Dataset items:
-------

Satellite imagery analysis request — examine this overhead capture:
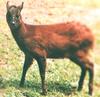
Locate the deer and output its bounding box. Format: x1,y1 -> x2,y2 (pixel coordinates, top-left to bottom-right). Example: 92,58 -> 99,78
6,2 -> 95,95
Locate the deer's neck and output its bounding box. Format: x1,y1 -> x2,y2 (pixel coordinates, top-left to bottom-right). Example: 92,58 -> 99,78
12,19 -> 27,38
19,19 -> 28,37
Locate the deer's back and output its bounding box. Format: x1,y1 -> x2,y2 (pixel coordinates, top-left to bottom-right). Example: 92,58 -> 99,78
22,21 -> 94,58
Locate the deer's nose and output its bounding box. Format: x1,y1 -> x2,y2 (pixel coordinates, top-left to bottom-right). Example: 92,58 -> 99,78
11,16 -> 17,25
12,21 -> 16,25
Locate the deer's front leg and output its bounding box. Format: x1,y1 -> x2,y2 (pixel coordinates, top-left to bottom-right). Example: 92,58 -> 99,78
20,55 -> 33,87
37,57 -> 47,95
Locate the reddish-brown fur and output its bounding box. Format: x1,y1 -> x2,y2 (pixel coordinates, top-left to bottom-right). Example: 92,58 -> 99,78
6,2 -> 94,95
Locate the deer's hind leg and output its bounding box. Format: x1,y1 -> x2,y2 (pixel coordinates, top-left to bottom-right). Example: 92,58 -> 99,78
85,59 -> 94,95
69,51 -> 94,95
69,55 -> 87,92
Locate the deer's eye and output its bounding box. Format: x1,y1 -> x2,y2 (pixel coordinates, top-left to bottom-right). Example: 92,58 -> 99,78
7,12 -> 12,20
16,15 -> 19,19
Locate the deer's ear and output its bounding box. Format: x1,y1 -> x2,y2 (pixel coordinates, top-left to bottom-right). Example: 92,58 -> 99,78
6,1 -> 10,11
18,2 -> 24,11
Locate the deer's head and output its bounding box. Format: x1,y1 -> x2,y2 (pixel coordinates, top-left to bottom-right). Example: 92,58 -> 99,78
6,1 -> 24,29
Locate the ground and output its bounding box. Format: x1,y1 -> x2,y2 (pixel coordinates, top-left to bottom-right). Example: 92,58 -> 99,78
0,0 -> 100,97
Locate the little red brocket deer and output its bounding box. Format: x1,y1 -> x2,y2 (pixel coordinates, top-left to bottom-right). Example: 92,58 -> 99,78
6,2 -> 95,95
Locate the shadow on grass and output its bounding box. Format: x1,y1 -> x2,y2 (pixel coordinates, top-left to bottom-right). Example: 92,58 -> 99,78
0,78 -> 40,91
47,81 -> 77,95
0,76 -> 77,96
0,77 -> 20,89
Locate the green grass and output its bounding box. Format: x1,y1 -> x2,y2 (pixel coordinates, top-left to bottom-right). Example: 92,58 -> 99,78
0,59 -> 92,97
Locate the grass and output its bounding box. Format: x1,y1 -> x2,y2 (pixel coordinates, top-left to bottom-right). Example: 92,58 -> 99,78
0,59 -> 92,97
0,0 -> 100,97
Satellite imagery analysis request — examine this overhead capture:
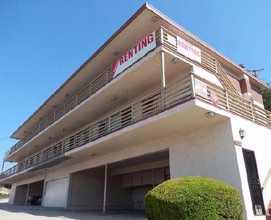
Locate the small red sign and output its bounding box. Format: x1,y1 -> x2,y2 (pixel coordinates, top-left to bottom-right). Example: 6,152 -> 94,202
210,91 -> 219,106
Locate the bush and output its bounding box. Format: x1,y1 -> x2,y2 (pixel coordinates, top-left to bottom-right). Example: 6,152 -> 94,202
0,194 -> 9,199
144,176 -> 243,220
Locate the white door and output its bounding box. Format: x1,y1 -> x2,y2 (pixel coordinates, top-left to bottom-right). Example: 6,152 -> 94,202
43,178 -> 68,208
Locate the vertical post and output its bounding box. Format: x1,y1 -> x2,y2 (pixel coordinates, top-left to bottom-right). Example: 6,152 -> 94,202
103,164 -> 108,213
250,102 -> 255,121
75,94 -> 78,105
190,74 -> 196,98
214,58 -> 218,73
1,161 -> 5,173
42,169 -> 47,207
225,91 -> 230,111
25,183 -> 30,205
159,27 -> 164,45
160,51 -> 166,110
25,144 -> 30,169
108,117 -> 111,134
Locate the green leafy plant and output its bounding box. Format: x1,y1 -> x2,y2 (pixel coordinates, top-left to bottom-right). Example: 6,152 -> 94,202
0,194 -> 9,199
262,85 -> 271,111
144,176 -> 243,220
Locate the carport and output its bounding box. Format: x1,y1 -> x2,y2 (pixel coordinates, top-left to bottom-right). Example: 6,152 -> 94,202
68,150 -> 169,211
14,180 -> 44,205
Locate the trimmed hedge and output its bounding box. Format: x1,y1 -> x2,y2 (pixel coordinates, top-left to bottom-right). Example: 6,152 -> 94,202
144,176 -> 243,220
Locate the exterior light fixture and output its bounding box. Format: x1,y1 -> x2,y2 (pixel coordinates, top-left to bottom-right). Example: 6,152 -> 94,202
111,96 -> 117,101
204,111 -> 215,118
151,15 -> 159,22
239,129 -> 246,139
113,51 -> 120,56
171,57 -> 180,64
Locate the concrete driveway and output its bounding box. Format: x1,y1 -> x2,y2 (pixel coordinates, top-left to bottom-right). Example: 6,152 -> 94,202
0,199 -> 147,220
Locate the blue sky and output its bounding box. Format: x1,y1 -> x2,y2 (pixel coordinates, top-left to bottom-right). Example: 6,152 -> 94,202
0,0 -> 270,170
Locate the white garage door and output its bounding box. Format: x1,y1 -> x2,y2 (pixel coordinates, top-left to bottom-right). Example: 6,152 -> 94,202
43,178 -> 68,208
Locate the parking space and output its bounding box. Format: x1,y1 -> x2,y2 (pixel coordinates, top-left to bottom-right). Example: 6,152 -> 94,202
68,150 -> 169,211
0,199 -> 147,220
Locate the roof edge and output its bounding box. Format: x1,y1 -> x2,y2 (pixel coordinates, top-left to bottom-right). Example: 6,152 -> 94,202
11,3 -> 149,139
12,2 -> 267,139
145,3 -> 267,90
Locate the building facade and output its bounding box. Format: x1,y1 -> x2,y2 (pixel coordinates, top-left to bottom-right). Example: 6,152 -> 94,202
1,3 -> 271,219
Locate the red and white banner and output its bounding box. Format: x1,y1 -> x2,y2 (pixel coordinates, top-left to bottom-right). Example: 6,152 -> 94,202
176,36 -> 201,63
112,32 -> 156,78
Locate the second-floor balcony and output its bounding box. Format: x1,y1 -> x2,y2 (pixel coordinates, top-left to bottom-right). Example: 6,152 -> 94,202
3,26 -> 266,162
1,72 -> 271,181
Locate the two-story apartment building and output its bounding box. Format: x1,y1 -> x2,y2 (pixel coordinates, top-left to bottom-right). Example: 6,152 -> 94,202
1,3 -> 271,219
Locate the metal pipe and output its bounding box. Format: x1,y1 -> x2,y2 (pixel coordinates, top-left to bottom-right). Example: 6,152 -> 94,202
103,164 -> 108,213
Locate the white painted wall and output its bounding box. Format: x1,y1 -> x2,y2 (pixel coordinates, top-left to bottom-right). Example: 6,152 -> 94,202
169,120 -> 243,191
230,115 -> 271,220
7,106 -> 271,219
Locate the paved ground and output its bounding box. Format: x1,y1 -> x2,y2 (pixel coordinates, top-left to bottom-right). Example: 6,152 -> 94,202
0,199 -> 147,220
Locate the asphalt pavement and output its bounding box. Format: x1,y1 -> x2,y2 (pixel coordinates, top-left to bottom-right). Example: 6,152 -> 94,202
0,199 -> 147,220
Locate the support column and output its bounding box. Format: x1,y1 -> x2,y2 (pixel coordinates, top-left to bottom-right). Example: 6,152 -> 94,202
25,144 -> 30,169
25,184 -> 30,205
160,51 -> 166,110
103,164 -> 108,213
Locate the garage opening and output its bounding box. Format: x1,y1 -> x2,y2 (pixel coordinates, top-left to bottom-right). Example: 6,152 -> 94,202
14,180 -> 44,206
69,166 -> 108,210
69,150 -> 169,211
14,184 -> 28,205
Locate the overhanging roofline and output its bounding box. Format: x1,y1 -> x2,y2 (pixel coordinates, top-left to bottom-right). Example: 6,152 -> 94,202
145,3 -> 267,90
11,2 -> 267,139
11,3 -> 150,139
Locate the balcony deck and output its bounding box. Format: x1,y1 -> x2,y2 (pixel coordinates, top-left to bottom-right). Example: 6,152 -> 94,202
2,24 -> 271,180
1,71 -> 271,181
4,27 -> 241,162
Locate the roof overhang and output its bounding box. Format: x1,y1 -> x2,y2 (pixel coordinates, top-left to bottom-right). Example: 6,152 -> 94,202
11,2 -> 267,139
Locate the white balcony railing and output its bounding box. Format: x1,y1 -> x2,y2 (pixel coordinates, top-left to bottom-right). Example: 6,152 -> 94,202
0,76 -> 193,179
1,73 -> 271,180
3,26 -> 265,162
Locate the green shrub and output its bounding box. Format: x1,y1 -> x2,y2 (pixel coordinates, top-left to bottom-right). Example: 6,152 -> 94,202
144,176 -> 243,220
0,194 -> 9,199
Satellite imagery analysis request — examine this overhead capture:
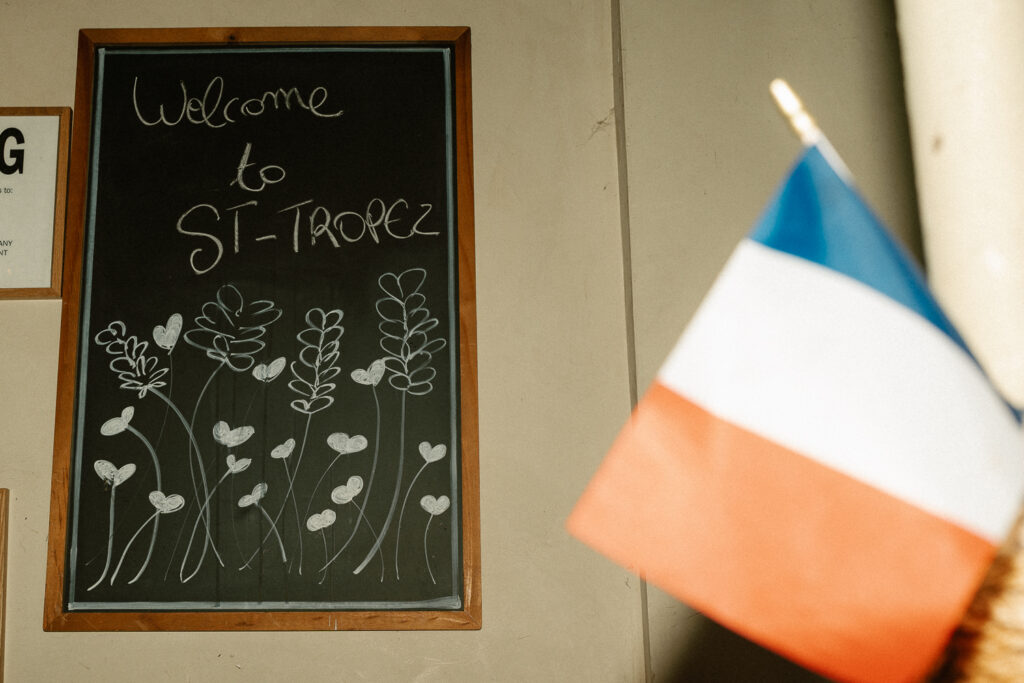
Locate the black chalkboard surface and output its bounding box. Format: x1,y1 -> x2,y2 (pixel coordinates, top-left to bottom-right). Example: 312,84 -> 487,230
45,27 -> 479,631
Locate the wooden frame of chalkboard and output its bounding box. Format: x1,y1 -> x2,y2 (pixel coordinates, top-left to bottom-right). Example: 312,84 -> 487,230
44,27 -> 479,631
0,107 -> 70,299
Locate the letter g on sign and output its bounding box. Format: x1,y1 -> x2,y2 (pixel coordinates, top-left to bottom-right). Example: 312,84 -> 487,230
0,127 -> 25,175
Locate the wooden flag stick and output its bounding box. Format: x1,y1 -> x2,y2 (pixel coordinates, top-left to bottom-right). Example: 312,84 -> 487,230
769,79 -> 822,147
769,79 -> 853,182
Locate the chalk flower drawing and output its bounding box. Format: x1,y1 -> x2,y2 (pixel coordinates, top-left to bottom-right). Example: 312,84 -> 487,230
100,406 -> 135,436
240,437 -> 297,571
83,270 -> 453,596
281,307 -> 345,572
272,438 -> 295,460
153,313 -> 183,352
350,358 -> 386,387
94,316 -> 223,576
110,491 -> 184,585
288,308 -> 344,415
376,268 -> 446,396
319,468 -> 386,578
177,284 -> 280,576
330,475 -> 364,505
183,284 -> 282,372
394,442 -> 447,579
225,453 -> 252,474
420,494 -> 450,585
306,509 -> 337,584
252,356 -> 286,383
99,405 -> 167,583
306,509 -> 337,532
88,460 -> 137,591
306,432 -> 368,520
238,483 -> 287,564
212,421 -> 255,448
96,322 -> 169,398
181,453 -> 253,582
355,269 -> 445,578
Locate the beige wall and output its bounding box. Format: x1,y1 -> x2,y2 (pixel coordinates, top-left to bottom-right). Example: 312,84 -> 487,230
0,1 -> 642,681
0,0 -> 918,681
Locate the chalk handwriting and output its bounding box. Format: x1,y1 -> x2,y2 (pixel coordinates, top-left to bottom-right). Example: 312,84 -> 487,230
231,143 -> 286,193
133,76 -> 344,129
176,197 -> 436,276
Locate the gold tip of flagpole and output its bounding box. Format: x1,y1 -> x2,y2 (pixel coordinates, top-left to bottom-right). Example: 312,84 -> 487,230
769,78 -> 853,182
769,78 -> 822,147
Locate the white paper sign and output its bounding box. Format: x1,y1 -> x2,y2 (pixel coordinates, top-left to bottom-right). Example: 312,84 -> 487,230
0,114 -> 61,290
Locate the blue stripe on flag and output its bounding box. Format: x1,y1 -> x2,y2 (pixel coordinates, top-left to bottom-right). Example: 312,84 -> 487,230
750,146 -> 970,354
749,145 -> 1021,423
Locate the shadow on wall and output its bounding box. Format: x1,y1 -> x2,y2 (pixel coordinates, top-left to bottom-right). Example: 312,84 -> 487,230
658,612 -> 830,683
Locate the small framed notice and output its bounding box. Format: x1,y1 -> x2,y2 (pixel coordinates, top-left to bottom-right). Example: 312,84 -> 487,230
0,107 -> 70,299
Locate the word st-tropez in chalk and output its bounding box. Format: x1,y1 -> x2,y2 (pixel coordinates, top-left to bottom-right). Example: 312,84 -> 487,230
132,75 -> 344,129
176,197 -> 437,275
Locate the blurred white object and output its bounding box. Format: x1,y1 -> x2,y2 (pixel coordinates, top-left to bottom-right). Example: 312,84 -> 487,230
897,0 -> 1024,406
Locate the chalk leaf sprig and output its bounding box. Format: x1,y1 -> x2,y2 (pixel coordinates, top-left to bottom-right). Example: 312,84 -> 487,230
183,284 -> 282,372
376,269 -> 446,396
289,308 -> 345,415
95,321 -> 169,399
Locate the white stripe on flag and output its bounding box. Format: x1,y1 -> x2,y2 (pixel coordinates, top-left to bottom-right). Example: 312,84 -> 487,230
658,239 -> 1024,542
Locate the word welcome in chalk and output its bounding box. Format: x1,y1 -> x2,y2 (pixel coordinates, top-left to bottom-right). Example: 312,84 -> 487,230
176,197 -> 437,275
132,76 -> 344,129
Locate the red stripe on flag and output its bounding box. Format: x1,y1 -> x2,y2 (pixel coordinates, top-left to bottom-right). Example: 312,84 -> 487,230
567,382 -> 996,683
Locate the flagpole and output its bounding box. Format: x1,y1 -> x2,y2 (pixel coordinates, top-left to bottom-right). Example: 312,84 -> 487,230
769,79 -> 822,146
769,79 -> 853,182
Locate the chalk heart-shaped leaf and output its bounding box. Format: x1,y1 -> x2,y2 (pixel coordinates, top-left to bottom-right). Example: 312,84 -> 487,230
212,421 -> 255,447
100,406 -> 135,436
305,307 -> 344,331
306,509 -> 337,532
252,356 -> 286,382
379,268 -> 427,300
271,438 -> 295,459
238,482 -> 268,508
94,459 -> 118,484
330,476 -> 364,505
113,463 -> 136,487
351,358 -> 386,386
226,454 -> 252,474
419,442 -> 447,463
290,396 -> 334,415
420,495 -> 450,516
153,313 -> 183,351
327,432 -> 368,455
149,491 -> 185,514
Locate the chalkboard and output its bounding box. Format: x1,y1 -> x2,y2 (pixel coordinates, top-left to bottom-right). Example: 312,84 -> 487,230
44,27 -> 479,631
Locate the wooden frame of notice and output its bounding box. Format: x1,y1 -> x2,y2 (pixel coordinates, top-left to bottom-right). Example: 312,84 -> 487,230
44,27 -> 479,631
0,489 -> 8,681
0,107 -> 70,299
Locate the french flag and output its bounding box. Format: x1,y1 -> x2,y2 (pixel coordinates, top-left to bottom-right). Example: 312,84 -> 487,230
568,145 -> 1024,682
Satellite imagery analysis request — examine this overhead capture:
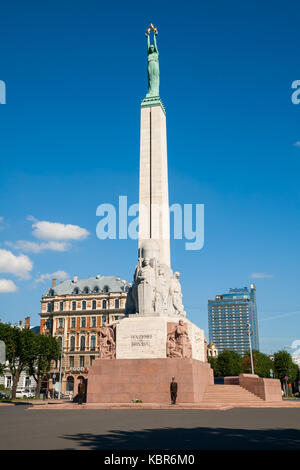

-------

WHAT NEEDS TO BE DONE:
Set down exactly, line for line, the data from the line that contains "Locate the word welcome" through its last line, keeping pictures out.

OUTPUT:
Locate the word welcome in chalk and output its bounding box. Format: x1,y1 -> x2,y2 (pixel coordinates, top-left to bottom-right). Example: 312,84 -> 487,230
176,197 -> 437,275
132,76 -> 344,129
Locate the red stripe on flag and output its bounding box. Format: x1,y1 -> x2,y2 (pixel coordinates, top-left to bottom-right). Example: 312,84 -> 487,230
567,382 -> 996,683
Locate the flagpole and output its bounding box. Format: x1,y1 -> x2,y2 (pixel coordinates, top-left to bottom-right). Example: 312,84 -> 487,230
769,79 -> 822,146
769,79 -> 853,182
Locate the chalk heart-shaped leaf and output its bounding box. Format: x1,y1 -> x2,y2 (pixel coordinates, top-left to bottom-right). Example: 312,84 -> 487,230
212,421 -> 255,447
100,406 -> 135,436
305,307 -> 344,331
306,509 -> 337,532
252,356 -> 286,382
379,268 -> 427,300
271,438 -> 295,459
238,482 -> 268,508
94,459 -> 118,484
330,476 -> 364,505
113,463 -> 136,487
351,358 -> 386,386
226,454 -> 252,474
419,442 -> 447,463
290,396 -> 334,415
420,495 -> 450,516
153,313 -> 183,351
327,432 -> 368,455
149,491 -> 185,514
Locate the chalkboard and output its bounding box. Format: x1,y1 -> x2,y2 (pixel coordinates, top-left to bottom-right). Example: 312,84 -> 487,230
44,27 -> 479,631
Locate the wooden frame of notice and output its bounding box. Format: x1,y1 -> x2,y2 (pixel coordinates, top-left to bottom-right). Example: 312,84 -> 487,230
44,27 -> 479,631
0,489 -> 8,681
0,107 -> 70,299
Locate the french flag and output its bounding box. Format: x1,y1 -> x2,y2 (pixel coordinates, top-left to bottom-right). Example: 312,84 -> 487,230
568,145 -> 1024,682
Satellite imagery analysis request — examine this overhead capture:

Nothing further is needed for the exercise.